QUESTIONS ON THE MATERIAL:
**a.** Render this sentence from the blog post into Spanish: "In the span of one short week, the world has become a different place."
**b.** Extract the passage of the blog post that runs from "Anniversaries mark the" up to and including "chose to live.".

PROVIDED PASSAGE:
/---

Many thanks to Kate McSherry, Kim Malary, Liz Scroope, Kathy Doody, Allison Burke, Dana Rieckelman, Heidi Clough, Lynn Brennan, and Jen Finnigan for putting this all together. Ya'll are good people!!

Wednesday, February 24, 2010

Anniversary

an·ni·ver·sa·ry

1.the yearly recurrence of the date of a past event
2.the celebration or commemoration of such a date

Anniversaries mark the "big" days, the important events, the life-changing moments in our lives. Tomorrow marks two years since my sister, Molly, died as a result of a brain tumor at the age of 36. While this isn't the kind of anniversary that I consider a celebration, it is certainly one that has changed my life. There is a big empty space in the world without her here that can not, nor will not, be filled. Her life and presence was incomparable, as was the manner in which she chose to live.

Knowing Molly and being her sister has been a gift in my life. It is the reason why I feel this anniversary shouldn't pass each year without recognizing it in some way. My sister had a very easy, open way about her. It was evident from the outset when you saw the smile she shared so openly and naturally. She was exemplified kindness. Molly was authentic and true, and believed that no one should be anything more than themselves. She encouraged us all, especially her kids, to take risks and to have fun and to play hard and well. She didn't live by the clock. Molly always tried to see the bright side, the good side, the fun side. And she wore red cowboy boots. Sitting here and re-reading these qualities that I attribute to her, I see that these are the things I admire the most. The qualities that aren't as natural to me....the ones I have to work a little harder on. Trying to emulate these qualities is how I hope I can honor her life, and keep a piece of her alive every day. To commemorate this so-called anniversary.

Cheers to you, Molly. I miss you every day.

Tuesday, February 9, 2010

Seriously?

As if there needed to be another reason to run this marathon. This week, my husband's first cousin was diagnosed with what they believe to be lymphoma. What they know is that it is cancer. He is undergoing tests this week and next to find out what type. He's 6 years younger than we are (in his early 30s) and is married with two very young children. What was believed to be chronic sinus infections has turned out to be cancer. Last week at this time, he was going about his life as usual. Probably waiting for a prescription for antibiotics or some simple fix to a nagging illness. Now his vocabulary includes words like biopsy, chemotherapy, treatment plan, stage, CT, and bone marrow. And those are the easy words to pronounce. In the span of one short week, the world has become a different place. Really, the change comes down to a matter of moments. Before diagnosis and after. Then you have your new "normal."

Getting out for training runs this week has been an easy choice. Runners are often encouraged to have a mantra or a phrase that they can repeat while they are running, often during times when you'd like to pack it in and walk off. Mine has been "you don't get to quit" which I chant in my head over and over, especially while going up hills. It is reminder that running is a choice. Getting treatment for cancer isn't a choice. You really don't have the option to quit. My sister, Mary, is tolerating a treatment right now that is terribly painful and exhausting. She takes this medication every single day, and she doesn't get to quit. My husband's cousin....he doesn't get to quit either. My brother, John, and sister, Molly. They never quit. Ever. This is what I think about at mile 16. And 20. And 26. And sometimes even at mile 3.

I run because I don't want to hear about any more reasons to run.

\---

(Image-grounded pointing data)
/---

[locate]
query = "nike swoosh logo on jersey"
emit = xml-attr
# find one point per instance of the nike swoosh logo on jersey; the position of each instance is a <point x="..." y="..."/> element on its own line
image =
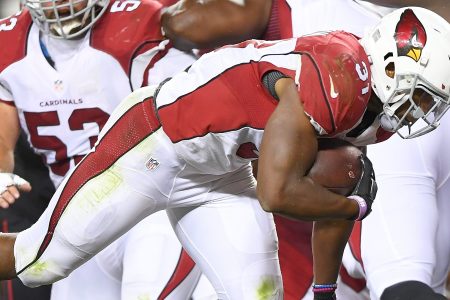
<point x="333" y="93"/>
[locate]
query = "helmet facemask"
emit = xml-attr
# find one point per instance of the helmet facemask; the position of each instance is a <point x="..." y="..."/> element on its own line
<point x="413" y="108"/>
<point x="65" y="19"/>
<point x="410" y="70"/>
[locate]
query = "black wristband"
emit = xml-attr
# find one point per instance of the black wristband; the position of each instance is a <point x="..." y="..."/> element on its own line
<point x="269" y="79"/>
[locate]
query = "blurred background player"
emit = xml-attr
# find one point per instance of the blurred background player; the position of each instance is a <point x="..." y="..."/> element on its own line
<point x="60" y="82"/>
<point x="404" y="245"/>
<point x="24" y="213"/>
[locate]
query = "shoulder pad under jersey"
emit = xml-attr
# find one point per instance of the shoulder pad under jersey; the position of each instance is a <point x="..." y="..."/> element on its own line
<point x="334" y="80"/>
<point x="13" y="38"/>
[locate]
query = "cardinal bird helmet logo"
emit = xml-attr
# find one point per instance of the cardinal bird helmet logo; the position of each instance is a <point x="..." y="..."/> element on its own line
<point x="410" y="35"/>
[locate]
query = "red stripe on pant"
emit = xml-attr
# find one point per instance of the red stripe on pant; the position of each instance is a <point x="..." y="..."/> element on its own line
<point x="131" y="128"/>
<point x="182" y="270"/>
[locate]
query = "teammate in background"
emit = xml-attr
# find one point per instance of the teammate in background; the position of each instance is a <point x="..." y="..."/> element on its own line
<point x="183" y="168"/>
<point x="404" y="243"/>
<point x="70" y="65"/>
<point x="284" y="19"/>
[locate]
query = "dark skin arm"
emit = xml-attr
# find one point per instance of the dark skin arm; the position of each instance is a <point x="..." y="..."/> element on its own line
<point x="328" y="243"/>
<point x="441" y="7"/>
<point x="288" y="150"/>
<point x="197" y="24"/>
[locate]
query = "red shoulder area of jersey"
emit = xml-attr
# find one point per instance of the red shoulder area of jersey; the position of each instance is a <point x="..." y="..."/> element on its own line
<point x="127" y="29"/>
<point x="334" y="80"/>
<point x="13" y="38"/>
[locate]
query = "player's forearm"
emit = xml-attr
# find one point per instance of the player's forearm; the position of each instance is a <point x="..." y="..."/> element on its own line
<point x="305" y="200"/>
<point x="208" y="24"/>
<point x="328" y="242"/>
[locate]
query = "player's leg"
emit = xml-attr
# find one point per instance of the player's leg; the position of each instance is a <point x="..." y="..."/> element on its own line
<point x="154" y="263"/>
<point x="90" y="281"/>
<point x="112" y="189"/>
<point x="233" y="241"/>
<point x="404" y="215"/>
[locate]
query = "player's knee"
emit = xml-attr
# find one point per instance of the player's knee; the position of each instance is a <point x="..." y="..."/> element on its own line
<point x="410" y="290"/>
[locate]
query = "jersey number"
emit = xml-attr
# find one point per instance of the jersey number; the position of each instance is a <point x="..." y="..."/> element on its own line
<point x="128" y="5"/>
<point x="51" y="142"/>
<point x="363" y="74"/>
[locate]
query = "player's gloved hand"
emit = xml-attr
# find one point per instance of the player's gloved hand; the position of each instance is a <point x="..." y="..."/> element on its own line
<point x="10" y="184"/>
<point x="325" y="296"/>
<point x="366" y="189"/>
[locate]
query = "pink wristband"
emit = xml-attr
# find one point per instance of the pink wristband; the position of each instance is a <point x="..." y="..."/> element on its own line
<point x="362" y="206"/>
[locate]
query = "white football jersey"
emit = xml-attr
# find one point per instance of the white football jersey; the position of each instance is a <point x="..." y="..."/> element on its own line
<point x="63" y="107"/>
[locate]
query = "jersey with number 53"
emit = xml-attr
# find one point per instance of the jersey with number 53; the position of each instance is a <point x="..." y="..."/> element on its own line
<point x="215" y="113"/>
<point x="63" y="109"/>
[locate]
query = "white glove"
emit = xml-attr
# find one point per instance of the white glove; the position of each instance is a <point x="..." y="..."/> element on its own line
<point x="9" y="179"/>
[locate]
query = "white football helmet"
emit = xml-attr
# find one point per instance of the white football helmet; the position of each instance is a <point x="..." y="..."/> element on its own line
<point x="62" y="19"/>
<point x="409" y="54"/>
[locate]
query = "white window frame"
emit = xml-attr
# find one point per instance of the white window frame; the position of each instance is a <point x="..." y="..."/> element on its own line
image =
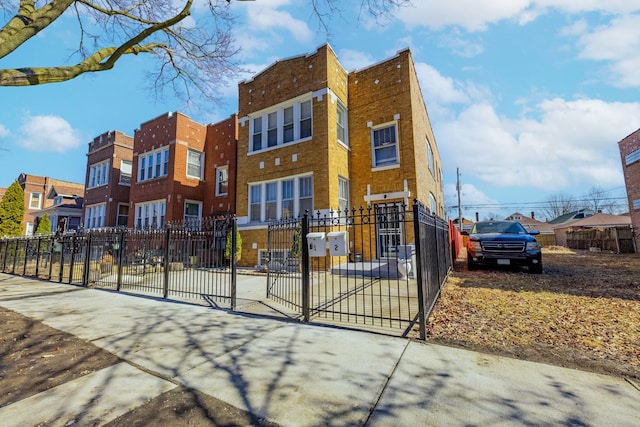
<point x="632" y="157"/>
<point x="148" y="166"/>
<point x="119" y="215"/>
<point x="95" y="216"/>
<point x="343" y="193"/>
<point x="191" y="156"/>
<point x="125" y="177"/>
<point x="298" y="200"/>
<point x="150" y="214"/>
<point x="341" y="113"/>
<point x="259" y="138"/>
<point x="99" y="174"/>
<point x="430" y="161"/>
<point x="396" y="144"/>
<point x="38" y="198"/>
<point x="222" y="170"/>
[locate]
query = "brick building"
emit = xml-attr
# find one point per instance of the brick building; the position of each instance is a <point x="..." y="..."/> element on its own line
<point x="630" y="156"/>
<point x="37" y="190"/>
<point x="314" y="137"/>
<point x="182" y="170"/>
<point x="108" y="180"/>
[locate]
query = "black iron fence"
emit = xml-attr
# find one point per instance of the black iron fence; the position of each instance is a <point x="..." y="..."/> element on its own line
<point x="381" y="266"/>
<point x="183" y="260"/>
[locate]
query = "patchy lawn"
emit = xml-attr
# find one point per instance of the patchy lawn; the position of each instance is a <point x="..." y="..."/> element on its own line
<point x="583" y="312"/>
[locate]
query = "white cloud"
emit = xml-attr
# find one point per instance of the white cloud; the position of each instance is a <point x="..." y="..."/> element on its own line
<point x="477" y="15"/>
<point x="354" y="59"/>
<point x="569" y="143"/>
<point x="617" y="43"/>
<point x="48" y="133"/>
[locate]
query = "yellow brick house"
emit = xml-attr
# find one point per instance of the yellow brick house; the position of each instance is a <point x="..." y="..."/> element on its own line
<point x="315" y="137"/>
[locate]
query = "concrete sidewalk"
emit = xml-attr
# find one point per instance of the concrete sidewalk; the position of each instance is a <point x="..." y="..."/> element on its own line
<point x="295" y="374"/>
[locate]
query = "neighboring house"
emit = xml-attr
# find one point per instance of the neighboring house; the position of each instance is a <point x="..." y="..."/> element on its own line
<point x="36" y="191"/>
<point x="108" y="180"/>
<point x="66" y="212"/>
<point x="630" y="156"/>
<point x="182" y="170"/>
<point x="314" y="137"/>
<point x="599" y="221"/>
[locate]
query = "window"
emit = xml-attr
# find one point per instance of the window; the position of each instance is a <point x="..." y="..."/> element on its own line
<point x="150" y="164"/>
<point x="95" y="216"/>
<point x="284" y="125"/>
<point x="192" y="212"/>
<point x="222" y="181"/>
<point x="632" y="157"/>
<point x="305" y="119"/>
<point x="287" y="130"/>
<point x="271" y="201"/>
<point x="306" y="195"/>
<point x="280" y="199"/>
<point x="272" y="130"/>
<point x="343" y="194"/>
<point x="35" y="201"/>
<point x="341" y="122"/>
<point x="257" y="134"/>
<point x="385" y="147"/>
<point x="99" y="174"/>
<point x="125" y="172"/>
<point x="287" y="199"/>
<point x="430" y="157"/>
<point x="194" y="164"/>
<point x="123" y="215"/>
<point x="255" y="198"/>
<point x="150" y="214"/>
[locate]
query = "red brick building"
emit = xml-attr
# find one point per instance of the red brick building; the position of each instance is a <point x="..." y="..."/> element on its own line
<point x="630" y="156"/>
<point x="182" y="170"/>
<point x="37" y="190"/>
<point x="108" y="180"/>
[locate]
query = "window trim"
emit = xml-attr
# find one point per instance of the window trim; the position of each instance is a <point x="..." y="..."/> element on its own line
<point x="200" y="163"/>
<point x="386" y="165"/>
<point x="39" y="204"/>
<point x="262" y="185"/>
<point x="218" y="181"/>
<point x="262" y="117"/>
<point x="146" y="164"/>
<point x="122" y="181"/>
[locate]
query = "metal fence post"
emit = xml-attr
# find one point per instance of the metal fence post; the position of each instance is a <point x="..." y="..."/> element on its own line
<point x="234" y="243"/>
<point x="422" y="318"/>
<point x="305" y="268"/>
<point x="165" y="285"/>
<point x="87" y="259"/>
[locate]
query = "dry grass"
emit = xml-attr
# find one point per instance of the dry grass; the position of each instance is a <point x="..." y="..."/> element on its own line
<point x="582" y="312"/>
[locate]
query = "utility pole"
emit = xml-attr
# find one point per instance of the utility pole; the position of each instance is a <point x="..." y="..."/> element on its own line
<point x="459" y="188"/>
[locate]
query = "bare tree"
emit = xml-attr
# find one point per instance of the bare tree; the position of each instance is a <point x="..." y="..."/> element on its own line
<point x="559" y="204"/>
<point x="189" y="55"/>
<point x="598" y="200"/>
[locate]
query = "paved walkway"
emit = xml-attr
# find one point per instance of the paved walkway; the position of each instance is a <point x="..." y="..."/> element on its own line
<point x="295" y="374"/>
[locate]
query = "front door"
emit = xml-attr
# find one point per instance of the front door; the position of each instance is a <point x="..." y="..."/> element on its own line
<point x="388" y="229"/>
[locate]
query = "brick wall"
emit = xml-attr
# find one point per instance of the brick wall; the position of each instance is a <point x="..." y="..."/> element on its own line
<point x="632" y="179"/>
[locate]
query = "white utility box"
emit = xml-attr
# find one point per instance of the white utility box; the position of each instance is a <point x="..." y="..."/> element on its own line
<point x="338" y="243"/>
<point x="317" y="244"/>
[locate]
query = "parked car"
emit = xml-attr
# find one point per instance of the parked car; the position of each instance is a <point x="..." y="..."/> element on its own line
<point x="503" y="243"/>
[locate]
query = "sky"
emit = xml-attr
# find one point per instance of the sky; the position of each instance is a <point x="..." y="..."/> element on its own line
<point x="527" y="98"/>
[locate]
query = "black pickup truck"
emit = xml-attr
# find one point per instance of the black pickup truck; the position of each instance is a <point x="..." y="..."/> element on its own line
<point x="503" y="243"/>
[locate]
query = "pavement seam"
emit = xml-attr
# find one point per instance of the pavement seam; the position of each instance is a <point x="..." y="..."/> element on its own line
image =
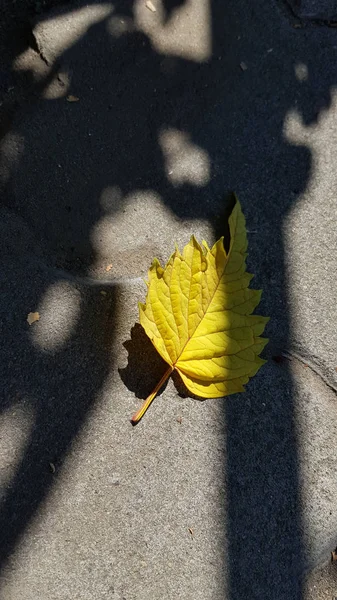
<point x="290" y="354"/>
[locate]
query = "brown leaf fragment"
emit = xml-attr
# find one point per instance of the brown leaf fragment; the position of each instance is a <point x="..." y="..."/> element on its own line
<point x="32" y="317"/>
<point x="72" y="98"/>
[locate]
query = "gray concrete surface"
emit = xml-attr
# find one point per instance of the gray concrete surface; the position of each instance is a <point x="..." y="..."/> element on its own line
<point x="237" y="500"/>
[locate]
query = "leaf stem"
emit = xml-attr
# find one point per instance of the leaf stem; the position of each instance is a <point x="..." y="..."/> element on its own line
<point x="141" y="412"/>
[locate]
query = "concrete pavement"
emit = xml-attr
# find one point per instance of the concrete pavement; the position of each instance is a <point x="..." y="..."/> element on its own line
<point x="141" y="122"/>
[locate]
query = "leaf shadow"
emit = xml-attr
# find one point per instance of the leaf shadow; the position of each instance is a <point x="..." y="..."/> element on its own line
<point x="141" y="381"/>
<point x="145" y="366"/>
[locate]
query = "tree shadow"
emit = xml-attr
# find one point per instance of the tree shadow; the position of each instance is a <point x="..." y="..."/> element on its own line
<point x="112" y="135"/>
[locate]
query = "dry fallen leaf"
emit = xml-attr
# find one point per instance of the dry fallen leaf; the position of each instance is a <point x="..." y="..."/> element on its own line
<point x="32" y="317"/>
<point x="150" y="6"/>
<point x="72" y="98"/>
<point x="198" y="315"/>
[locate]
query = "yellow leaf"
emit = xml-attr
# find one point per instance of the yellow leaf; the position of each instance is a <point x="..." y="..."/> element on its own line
<point x="32" y="317"/>
<point x="198" y="315"/>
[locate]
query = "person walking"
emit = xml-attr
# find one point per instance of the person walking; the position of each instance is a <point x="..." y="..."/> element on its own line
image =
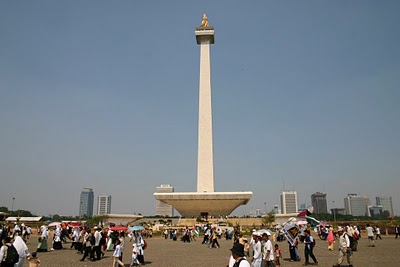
<point x="22" y="250"/>
<point x="330" y="239"/>
<point x="370" y="234"/>
<point x="378" y="233"/>
<point x="238" y="256"/>
<point x="356" y="237"/>
<point x="117" y="254"/>
<point x="268" y="251"/>
<point x="89" y="242"/>
<point x="344" y="248"/>
<point x="97" y="247"/>
<point x="257" y="257"/>
<point x="308" y="248"/>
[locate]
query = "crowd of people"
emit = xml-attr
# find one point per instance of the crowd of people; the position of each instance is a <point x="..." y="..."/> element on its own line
<point x="91" y="243"/>
<point x="265" y="254"/>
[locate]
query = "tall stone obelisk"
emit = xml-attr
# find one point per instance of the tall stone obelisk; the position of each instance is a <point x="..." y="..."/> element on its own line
<point x="205" y="160"/>
<point x="205" y="200"/>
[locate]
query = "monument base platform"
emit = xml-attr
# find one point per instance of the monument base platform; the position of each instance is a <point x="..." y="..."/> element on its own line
<point x="213" y="203"/>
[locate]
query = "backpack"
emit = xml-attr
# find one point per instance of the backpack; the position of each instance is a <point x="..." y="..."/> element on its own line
<point x="237" y="264"/>
<point x="313" y="243"/>
<point x="355" y="236"/>
<point x="12" y="256"/>
<point x="92" y="240"/>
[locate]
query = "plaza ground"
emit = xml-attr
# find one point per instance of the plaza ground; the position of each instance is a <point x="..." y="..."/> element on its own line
<point x="163" y="253"/>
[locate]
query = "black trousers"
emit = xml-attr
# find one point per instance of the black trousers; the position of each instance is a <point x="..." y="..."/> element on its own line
<point x="97" y="251"/>
<point x="308" y="252"/>
<point x="88" y="251"/>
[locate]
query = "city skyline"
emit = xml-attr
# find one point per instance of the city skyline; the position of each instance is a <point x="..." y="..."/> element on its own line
<point x="305" y="96"/>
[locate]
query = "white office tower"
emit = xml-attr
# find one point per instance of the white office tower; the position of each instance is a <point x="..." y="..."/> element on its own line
<point x="386" y="203"/>
<point x="289" y="202"/>
<point x="103" y="204"/>
<point x="356" y="205"/>
<point x="164" y="209"/>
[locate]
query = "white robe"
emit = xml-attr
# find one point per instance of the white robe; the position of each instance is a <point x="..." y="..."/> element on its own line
<point x="22" y="250"/>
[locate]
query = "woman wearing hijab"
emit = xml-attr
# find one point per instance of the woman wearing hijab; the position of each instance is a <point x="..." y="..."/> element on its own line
<point x="22" y="250"/>
<point x="57" y="239"/>
<point x="42" y="246"/>
<point x="330" y="239"/>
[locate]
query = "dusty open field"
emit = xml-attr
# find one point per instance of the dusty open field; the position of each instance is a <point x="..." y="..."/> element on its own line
<point x="161" y="252"/>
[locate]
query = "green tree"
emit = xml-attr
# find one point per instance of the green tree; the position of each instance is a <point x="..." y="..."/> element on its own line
<point x="3" y="209"/>
<point x="269" y="219"/>
<point x="97" y="220"/>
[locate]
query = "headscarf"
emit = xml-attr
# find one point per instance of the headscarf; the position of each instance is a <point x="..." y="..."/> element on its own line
<point x="21" y="247"/>
<point x="44" y="231"/>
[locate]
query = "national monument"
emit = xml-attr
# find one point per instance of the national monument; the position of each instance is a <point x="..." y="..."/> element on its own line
<point x="205" y="200"/>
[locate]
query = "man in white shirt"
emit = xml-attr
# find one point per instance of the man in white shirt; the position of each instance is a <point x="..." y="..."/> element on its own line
<point x="378" y="233"/>
<point x="370" y="234"/>
<point x="238" y="256"/>
<point x="344" y="248"/>
<point x="117" y="254"/>
<point x="257" y="257"/>
<point x="268" y="251"/>
<point x="97" y="248"/>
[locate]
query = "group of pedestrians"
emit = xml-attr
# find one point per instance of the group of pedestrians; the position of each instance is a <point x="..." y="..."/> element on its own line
<point x="14" y="250"/>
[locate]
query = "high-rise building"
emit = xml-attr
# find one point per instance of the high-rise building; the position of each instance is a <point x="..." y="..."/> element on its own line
<point x="162" y="208"/>
<point x="318" y="201"/>
<point x="356" y="205"/>
<point x="103" y="204"/>
<point x="376" y="211"/>
<point x="86" y="202"/>
<point x="386" y="203"/>
<point x="289" y="202"/>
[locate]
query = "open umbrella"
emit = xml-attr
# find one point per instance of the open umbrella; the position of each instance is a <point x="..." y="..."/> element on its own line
<point x="119" y="228"/>
<point x="263" y="231"/>
<point x="136" y="228"/>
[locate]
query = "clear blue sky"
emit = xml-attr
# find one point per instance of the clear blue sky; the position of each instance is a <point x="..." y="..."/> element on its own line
<point x="104" y="94"/>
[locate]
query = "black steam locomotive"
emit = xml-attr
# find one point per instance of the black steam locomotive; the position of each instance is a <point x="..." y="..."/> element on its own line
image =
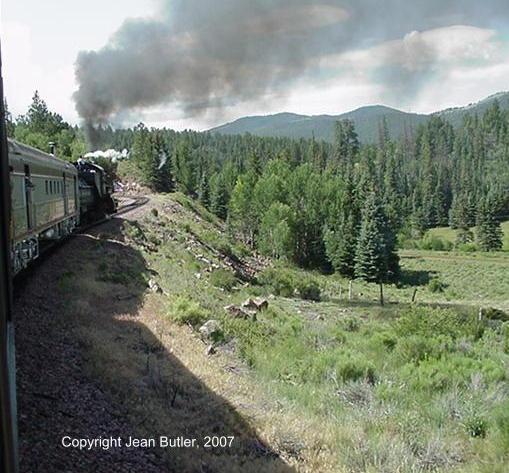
<point x="50" y="198"/>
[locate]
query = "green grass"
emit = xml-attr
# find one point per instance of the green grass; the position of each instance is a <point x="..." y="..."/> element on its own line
<point x="449" y="235"/>
<point x="405" y="387"/>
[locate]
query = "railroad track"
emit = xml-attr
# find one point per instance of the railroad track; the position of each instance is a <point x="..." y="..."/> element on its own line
<point x="127" y="204"/>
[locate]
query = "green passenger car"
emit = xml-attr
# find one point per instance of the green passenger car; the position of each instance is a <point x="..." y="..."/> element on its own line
<point x="45" y="201"/>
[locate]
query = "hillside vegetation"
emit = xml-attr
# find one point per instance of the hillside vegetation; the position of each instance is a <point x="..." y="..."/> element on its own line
<point x="350" y="378"/>
<point x="367" y="121"/>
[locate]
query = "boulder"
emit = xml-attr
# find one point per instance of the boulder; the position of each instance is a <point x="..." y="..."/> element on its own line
<point x="154" y="287"/>
<point x="210" y="330"/>
<point x="240" y="312"/>
<point x="255" y="304"/>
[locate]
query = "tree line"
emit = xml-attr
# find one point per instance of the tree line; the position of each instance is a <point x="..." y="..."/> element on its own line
<point x="338" y="206"/>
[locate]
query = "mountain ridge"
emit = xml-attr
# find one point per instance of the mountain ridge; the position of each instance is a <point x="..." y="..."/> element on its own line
<point x="366" y="119"/>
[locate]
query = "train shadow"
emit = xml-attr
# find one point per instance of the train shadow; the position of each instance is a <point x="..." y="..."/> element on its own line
<point x="89" y="367"/>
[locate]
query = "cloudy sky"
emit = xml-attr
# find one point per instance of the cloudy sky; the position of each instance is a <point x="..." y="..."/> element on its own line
<point x="197" y="63"/>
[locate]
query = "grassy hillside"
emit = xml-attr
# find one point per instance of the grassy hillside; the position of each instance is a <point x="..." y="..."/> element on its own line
<point x="408" y="387"/>
<point x="366" y="121"/>
<point x="449" y="235"/>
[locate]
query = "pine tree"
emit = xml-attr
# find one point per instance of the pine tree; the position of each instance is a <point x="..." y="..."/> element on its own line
<point x="242" y="213"/>
<point x="204" y="190"/>
<point x="376" y="259"/>
<point x="277" y="231"/>
<point x="158" y="167"/>
<point x="341" y="243"/>
<point x="218" y="196"/>
<point x="489" y="232"/>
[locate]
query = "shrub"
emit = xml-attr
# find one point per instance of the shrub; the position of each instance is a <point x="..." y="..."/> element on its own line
<point x="417" y="347"/>
<point x="467" y="247"/>
<point x="351" y="324"/>
<point x="387" y="340"/>
<point x="435" y="243"/>
<point x="495" y="314"/>
<point x="223" y="279"/>
<point x="352" y="367"/>
<point x="309" y="290"/>
<point x="430" y="323"/>
<point x="187" y="311"/>
<point x="278" y="280"/>
<point x="476" y="426"/>
<point x="450" y="370"/>
<point x="436" y="285"/>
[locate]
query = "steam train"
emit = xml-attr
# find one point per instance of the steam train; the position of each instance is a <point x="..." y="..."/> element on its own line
<point x="50" y="198"/>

\---

RESULTS IN ORDER:
**a.** En el lapso de una corta semana, el mundo se ha convertido en un lugar distinto.

**b.**
Anniversaries mark the "big" days, the important events, the life-changing moments in our lives. Tomorrow marks two years since my sister, Molly, died as a result of a brain tumor at the age of 36. While this isn't the kind of anniversary that I consider a celebration, it is certainly one that has changed my life. There is a big empty space in the world without her here that can not, nor will not, be filled. Her life and presence was incomparable, as was the manner in which she chose to live.